▸ **Task directions**:
When the string "window" occurs in a line of the records, show that line.

▸ **Data for analysis**:
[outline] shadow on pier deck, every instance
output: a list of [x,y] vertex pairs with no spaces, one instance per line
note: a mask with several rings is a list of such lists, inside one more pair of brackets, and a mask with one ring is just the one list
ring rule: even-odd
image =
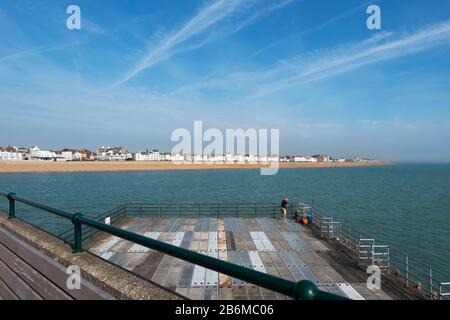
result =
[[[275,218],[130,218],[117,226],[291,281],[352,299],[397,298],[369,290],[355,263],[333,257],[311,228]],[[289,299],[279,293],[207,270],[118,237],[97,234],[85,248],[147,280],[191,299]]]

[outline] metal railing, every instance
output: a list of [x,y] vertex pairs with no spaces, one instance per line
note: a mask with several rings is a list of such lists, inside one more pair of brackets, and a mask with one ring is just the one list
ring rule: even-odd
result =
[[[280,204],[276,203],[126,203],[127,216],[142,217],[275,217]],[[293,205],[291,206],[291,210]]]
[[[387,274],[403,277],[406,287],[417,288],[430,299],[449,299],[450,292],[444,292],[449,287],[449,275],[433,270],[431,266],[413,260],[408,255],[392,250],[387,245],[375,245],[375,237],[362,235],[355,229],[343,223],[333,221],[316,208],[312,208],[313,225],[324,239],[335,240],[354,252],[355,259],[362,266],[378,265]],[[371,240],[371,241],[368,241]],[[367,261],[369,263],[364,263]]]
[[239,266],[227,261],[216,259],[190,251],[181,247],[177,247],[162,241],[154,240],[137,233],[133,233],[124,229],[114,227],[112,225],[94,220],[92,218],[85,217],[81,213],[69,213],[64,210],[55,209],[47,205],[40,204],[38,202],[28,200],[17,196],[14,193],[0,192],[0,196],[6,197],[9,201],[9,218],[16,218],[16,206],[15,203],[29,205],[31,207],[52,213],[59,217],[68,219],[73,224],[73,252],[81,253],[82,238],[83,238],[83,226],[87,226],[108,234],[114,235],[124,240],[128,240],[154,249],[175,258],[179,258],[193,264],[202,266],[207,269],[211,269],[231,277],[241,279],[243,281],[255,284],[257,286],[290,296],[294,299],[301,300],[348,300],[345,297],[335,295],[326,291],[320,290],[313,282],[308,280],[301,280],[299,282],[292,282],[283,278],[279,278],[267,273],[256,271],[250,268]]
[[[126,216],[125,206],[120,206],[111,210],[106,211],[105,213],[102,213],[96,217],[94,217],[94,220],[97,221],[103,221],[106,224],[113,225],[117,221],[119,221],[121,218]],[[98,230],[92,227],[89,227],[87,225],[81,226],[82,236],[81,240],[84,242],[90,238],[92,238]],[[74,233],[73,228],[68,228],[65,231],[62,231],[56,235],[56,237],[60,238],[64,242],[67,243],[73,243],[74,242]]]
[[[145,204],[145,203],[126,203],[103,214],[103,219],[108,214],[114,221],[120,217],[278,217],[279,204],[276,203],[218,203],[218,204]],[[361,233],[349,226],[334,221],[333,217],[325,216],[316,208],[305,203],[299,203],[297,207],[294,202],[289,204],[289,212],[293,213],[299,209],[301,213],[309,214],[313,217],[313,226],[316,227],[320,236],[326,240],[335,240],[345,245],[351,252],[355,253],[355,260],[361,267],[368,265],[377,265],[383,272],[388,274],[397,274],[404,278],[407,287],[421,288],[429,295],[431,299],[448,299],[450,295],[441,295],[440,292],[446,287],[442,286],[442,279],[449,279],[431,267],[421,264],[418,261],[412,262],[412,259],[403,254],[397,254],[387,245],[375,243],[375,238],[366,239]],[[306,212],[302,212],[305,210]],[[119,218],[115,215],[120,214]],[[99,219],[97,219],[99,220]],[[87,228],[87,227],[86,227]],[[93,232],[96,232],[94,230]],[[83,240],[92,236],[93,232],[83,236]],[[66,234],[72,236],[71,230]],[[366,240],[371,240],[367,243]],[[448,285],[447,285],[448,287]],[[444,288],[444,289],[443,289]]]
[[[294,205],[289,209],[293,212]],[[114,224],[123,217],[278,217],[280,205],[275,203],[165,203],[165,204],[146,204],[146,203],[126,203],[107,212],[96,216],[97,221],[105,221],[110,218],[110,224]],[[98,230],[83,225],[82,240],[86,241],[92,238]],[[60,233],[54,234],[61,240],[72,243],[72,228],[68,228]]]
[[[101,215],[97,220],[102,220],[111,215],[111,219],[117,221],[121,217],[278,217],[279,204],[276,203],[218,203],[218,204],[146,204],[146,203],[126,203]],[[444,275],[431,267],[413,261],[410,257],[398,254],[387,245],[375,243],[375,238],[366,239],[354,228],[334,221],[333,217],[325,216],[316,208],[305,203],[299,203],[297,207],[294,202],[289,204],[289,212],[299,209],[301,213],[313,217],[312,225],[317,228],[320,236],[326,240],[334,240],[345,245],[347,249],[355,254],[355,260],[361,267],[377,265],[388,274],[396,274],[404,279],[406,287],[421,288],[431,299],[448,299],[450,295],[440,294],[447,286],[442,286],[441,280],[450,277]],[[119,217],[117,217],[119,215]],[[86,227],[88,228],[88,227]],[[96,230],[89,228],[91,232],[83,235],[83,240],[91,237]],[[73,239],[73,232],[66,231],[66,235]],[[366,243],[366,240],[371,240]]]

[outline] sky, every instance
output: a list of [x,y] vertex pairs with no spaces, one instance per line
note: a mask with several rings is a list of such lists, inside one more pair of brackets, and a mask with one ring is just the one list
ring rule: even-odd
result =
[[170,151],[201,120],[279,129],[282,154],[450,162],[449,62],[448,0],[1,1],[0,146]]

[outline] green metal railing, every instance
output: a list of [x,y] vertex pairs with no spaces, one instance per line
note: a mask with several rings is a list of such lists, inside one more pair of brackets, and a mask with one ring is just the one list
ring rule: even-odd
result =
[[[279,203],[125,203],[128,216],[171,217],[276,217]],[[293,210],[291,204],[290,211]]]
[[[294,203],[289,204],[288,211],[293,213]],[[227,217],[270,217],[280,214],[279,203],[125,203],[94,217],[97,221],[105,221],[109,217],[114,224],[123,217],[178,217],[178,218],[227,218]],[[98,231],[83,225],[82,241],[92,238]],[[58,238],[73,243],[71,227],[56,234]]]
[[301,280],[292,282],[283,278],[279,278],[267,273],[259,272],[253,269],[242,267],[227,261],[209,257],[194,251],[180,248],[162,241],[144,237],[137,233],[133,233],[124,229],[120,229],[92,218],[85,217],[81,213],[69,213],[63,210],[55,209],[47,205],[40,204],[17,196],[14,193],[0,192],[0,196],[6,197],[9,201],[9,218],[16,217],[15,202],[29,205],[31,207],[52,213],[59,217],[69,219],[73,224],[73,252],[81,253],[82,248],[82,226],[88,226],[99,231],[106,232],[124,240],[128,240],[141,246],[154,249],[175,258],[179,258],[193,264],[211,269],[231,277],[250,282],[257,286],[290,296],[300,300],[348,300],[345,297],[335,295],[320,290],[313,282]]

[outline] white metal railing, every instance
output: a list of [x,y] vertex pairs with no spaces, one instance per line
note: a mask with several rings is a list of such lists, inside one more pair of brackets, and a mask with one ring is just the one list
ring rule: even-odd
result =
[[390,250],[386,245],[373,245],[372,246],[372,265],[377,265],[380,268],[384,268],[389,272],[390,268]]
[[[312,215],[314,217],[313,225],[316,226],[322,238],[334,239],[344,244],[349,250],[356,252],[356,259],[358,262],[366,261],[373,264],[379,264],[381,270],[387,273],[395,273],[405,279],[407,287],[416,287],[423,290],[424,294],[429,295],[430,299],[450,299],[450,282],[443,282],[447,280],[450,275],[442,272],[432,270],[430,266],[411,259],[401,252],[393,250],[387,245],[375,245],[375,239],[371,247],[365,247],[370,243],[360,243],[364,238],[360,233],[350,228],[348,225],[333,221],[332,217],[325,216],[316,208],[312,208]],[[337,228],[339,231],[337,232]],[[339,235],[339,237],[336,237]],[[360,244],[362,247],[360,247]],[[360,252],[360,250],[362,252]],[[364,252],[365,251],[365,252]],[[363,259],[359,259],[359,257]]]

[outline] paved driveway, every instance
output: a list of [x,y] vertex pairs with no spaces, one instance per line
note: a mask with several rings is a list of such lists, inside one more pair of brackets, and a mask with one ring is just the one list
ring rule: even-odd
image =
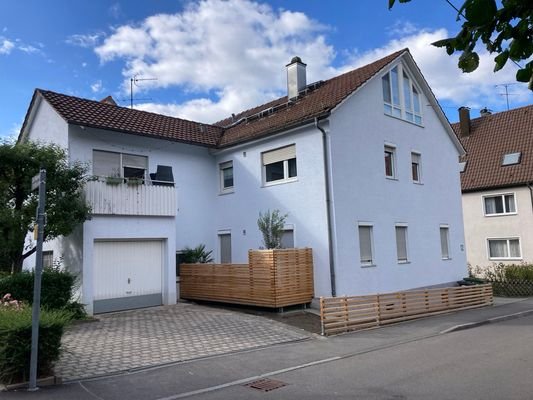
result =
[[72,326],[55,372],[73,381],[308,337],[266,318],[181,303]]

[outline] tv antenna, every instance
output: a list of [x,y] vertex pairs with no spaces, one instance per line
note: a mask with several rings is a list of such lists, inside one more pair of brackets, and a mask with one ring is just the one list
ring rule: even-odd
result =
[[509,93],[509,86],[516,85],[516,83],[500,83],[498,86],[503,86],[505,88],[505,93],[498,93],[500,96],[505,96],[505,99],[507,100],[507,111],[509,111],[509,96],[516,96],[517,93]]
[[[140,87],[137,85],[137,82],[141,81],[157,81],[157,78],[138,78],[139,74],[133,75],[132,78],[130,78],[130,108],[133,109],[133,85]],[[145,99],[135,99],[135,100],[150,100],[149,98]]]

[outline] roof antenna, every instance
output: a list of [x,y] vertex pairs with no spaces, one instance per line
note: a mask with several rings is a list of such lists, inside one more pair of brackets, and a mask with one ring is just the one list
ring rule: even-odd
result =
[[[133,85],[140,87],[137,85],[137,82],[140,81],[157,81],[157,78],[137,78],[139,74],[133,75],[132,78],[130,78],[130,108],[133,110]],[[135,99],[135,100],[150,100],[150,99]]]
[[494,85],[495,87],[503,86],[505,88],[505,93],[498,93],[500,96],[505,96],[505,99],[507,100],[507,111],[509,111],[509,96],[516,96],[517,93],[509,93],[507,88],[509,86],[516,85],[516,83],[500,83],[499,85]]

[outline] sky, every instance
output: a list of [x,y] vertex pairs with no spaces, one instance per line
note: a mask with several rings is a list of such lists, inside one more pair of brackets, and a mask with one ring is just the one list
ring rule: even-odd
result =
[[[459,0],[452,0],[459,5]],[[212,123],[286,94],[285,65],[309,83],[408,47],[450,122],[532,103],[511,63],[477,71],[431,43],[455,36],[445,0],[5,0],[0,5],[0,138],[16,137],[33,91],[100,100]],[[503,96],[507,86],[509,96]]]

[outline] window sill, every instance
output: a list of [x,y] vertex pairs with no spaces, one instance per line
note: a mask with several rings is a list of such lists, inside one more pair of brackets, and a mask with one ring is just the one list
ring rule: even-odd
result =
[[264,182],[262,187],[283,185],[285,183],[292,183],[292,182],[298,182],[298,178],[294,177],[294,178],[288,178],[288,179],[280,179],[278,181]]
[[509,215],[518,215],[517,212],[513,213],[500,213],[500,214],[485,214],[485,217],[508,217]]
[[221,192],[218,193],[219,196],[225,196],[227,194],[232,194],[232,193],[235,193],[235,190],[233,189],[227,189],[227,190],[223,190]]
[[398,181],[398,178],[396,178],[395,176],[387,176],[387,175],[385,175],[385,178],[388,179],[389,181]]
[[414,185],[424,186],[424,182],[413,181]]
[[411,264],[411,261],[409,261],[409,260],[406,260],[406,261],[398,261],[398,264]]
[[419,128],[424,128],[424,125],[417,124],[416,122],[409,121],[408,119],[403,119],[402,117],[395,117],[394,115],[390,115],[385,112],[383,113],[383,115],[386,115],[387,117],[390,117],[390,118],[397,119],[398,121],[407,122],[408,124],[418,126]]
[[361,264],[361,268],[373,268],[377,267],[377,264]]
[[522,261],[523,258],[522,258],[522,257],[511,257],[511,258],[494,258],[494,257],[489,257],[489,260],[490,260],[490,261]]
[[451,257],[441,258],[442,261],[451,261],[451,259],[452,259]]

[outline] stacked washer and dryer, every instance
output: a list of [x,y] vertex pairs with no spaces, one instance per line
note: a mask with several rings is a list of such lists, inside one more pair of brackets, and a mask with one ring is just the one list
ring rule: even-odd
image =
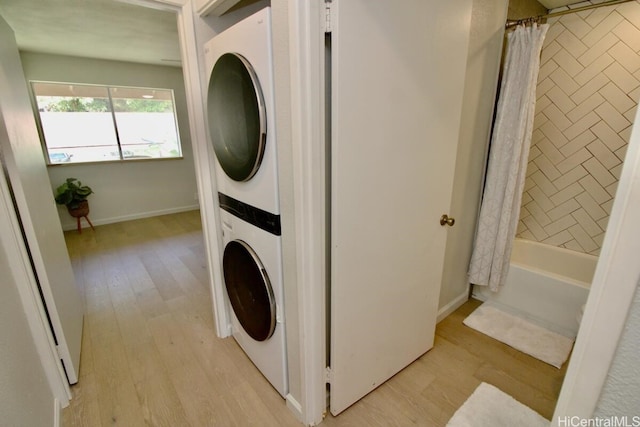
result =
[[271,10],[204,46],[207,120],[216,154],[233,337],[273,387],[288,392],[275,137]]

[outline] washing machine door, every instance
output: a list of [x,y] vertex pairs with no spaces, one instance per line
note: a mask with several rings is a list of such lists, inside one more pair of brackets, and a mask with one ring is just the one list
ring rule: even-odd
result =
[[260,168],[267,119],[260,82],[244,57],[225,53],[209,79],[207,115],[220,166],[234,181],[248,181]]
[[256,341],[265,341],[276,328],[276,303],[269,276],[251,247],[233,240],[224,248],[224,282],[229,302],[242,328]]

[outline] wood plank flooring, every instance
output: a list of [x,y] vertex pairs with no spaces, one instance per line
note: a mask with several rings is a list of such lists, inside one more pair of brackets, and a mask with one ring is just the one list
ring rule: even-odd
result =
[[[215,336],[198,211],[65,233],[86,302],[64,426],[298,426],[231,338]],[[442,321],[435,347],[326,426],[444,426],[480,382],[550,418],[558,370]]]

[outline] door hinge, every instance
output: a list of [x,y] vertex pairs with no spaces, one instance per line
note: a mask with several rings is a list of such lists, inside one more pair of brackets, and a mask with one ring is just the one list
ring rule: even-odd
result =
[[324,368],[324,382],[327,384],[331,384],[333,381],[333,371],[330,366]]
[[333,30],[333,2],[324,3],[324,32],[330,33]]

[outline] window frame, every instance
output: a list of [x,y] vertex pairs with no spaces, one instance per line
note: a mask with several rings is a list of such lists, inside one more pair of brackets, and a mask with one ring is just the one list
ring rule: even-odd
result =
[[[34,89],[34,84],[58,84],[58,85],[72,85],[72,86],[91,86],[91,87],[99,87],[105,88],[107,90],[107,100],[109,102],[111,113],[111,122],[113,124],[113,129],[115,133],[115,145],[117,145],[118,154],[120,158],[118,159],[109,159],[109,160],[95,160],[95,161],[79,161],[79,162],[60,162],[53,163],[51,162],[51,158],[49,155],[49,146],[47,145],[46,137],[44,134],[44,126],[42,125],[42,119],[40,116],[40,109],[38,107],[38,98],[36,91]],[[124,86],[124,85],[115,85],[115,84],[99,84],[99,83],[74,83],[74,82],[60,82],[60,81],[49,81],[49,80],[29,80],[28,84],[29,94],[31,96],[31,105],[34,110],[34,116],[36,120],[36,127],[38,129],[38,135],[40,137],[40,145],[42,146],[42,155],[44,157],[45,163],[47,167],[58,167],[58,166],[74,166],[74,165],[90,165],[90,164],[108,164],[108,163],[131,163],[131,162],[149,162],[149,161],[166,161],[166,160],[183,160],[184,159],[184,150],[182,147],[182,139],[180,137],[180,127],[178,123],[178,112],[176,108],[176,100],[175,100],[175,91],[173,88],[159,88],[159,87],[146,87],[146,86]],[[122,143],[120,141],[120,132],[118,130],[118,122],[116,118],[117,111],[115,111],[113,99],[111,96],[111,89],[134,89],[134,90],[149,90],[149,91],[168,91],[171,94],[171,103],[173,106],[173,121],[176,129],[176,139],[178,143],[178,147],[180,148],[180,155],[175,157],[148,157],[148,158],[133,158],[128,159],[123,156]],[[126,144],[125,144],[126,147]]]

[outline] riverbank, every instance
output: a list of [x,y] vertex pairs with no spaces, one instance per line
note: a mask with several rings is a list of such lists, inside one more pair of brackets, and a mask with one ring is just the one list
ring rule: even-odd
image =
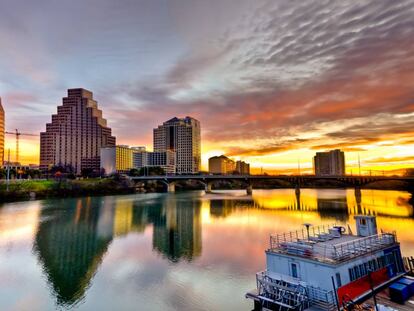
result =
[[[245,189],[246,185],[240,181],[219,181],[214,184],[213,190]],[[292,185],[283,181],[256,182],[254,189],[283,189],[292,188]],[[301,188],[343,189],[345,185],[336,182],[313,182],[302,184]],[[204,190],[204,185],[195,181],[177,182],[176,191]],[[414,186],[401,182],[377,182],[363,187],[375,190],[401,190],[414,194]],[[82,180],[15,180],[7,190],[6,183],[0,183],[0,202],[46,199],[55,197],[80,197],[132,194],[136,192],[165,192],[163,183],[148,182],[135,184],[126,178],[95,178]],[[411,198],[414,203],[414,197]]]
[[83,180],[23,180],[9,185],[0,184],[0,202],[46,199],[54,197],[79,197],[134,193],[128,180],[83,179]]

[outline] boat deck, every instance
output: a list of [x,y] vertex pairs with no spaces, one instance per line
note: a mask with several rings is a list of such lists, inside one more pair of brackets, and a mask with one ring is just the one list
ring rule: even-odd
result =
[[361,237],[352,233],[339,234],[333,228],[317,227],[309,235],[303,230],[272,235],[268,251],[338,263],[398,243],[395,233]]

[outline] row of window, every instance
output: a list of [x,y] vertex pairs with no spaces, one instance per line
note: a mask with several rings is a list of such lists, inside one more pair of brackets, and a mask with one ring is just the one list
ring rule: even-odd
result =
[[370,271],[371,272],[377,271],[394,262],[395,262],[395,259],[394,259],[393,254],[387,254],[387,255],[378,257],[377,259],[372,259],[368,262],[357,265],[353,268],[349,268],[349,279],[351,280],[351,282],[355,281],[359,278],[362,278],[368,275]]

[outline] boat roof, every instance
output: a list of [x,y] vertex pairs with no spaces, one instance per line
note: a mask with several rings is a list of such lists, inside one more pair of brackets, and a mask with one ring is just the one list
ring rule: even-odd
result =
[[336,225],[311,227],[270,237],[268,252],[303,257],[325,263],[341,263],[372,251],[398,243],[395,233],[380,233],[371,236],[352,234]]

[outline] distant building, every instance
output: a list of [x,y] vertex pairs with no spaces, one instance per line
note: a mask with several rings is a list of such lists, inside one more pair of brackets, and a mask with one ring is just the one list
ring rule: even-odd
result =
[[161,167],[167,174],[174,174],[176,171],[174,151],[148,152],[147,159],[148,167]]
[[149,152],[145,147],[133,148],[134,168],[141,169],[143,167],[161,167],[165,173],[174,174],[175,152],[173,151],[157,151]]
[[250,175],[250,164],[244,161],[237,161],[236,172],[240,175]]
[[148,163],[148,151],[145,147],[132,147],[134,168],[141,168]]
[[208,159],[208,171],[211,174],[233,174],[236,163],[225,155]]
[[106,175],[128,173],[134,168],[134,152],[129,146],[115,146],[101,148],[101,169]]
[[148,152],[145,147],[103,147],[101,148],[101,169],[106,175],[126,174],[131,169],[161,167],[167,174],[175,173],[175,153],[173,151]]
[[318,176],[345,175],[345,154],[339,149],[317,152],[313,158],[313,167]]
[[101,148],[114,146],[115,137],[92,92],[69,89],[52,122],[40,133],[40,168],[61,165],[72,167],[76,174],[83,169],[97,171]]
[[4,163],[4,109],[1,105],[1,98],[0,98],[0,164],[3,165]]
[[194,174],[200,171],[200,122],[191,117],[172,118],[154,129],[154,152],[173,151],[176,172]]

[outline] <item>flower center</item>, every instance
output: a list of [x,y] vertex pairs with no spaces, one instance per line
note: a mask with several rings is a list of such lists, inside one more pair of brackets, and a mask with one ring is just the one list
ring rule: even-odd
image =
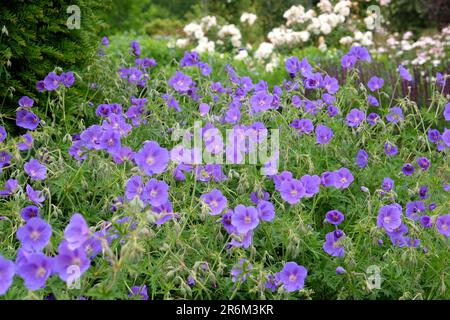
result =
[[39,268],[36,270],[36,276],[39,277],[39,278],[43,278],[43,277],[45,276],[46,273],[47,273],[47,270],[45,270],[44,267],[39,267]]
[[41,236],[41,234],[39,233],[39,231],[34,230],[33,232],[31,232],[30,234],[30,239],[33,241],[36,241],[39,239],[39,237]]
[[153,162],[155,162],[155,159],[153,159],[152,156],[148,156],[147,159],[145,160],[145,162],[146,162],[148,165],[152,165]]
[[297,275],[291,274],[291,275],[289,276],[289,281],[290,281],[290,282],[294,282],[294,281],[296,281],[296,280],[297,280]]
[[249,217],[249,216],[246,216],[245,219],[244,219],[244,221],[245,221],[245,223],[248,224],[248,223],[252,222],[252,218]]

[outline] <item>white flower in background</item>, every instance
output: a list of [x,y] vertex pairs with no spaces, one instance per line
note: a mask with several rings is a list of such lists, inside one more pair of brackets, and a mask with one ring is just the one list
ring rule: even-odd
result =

▸ **Response to this exercise**:
[outline] window sill, every instance
[outline] window frame, every instance
[outline] row of window, every instance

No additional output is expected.